▶ **Your instructions**
Answer these questions from the speech on sequestration below.
1. What unemployment rate does the speech give for North Carolina?
2. How many teacher and teacher aide jobs in North Carolina are put at risk?
3. For how many children would Head Start and Early Head Start be eliminated?

▶ **Supplied text**

■ ■ ■ ■ ■

Mr. BUTTERFIELD. The gentleman from Tennessee who just spoke said that sequestration is a game of scare tactics. Apparently, he hasn't looked at the statistics from his district in Tennessee. Let me tell you, sequestration is not only going to affect the people of my district, but it's going to affect the people of his district and his State as well.
Sequestration is very troubling, Mr. Speaker. Sensible people all across America are beginning to see the impact that sequestration will have on their families. We are hearing from Governors every day, both Democrat and Republican. We cannot wait any longer. We have delayed this for far too long. The consequences of an unbalanced budget are very, very clear.
My home State of North Carolina already has one of the highest rates of unemployment at 9 percent; and these cuts, Mr. Speaker, to education, health care, low-income families, and military readiness around my State and country will be disastrous to so many.
Our children are our most valuable asset, and ensuring they earn a quality education is the best investment we can make in our future. Unfortunately, the sequester threatens many children's chances at obtaining a quality education.
The impacts of sequester in my State of North Carolina are huge. Teachers and schools in North Carolina will lose more than $25 million in funding for primary and secondary education, putting 350 teachers and teacher aide jobs at risk, resulting in 40,000 fewer students receiving services they need to help them do well in school. Programs like Head Start and Early Head Start--services that residents in my district so desperately need--will be eliminated for 1,500 children, reducing access to critical early education programs that teach the skills necessary to enter kindergarten on an equal footing.

■ ■ ■ ■ ■

▶ **Recorded data**
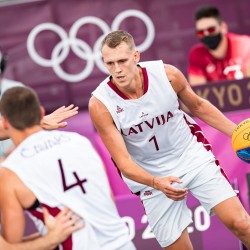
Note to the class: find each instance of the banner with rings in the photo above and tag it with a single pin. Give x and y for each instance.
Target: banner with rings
(80, 47)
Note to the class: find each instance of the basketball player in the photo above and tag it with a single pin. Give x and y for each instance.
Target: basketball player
(160, 151)
(55, 169)
(54, 120)
(59, 229)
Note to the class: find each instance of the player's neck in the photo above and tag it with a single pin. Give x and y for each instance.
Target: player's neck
(134, 89)
(19, 136)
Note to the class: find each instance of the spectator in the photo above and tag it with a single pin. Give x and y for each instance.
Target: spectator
(220, 55)
(53, 121)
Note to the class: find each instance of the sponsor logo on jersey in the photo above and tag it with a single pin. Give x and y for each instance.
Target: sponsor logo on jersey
(119, 109)
(143, 114)
(148, 193)
(150, 123)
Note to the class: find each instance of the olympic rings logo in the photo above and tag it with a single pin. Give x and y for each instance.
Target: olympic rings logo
(80, 47)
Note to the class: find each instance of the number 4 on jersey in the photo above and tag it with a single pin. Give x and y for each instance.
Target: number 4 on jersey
(78, 181)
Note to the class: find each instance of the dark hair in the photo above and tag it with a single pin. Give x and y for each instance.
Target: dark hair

■ ■ ■ ■ ■

▶ **Answer to this exercise**
1. 9 percent
2. 350
3. 1,500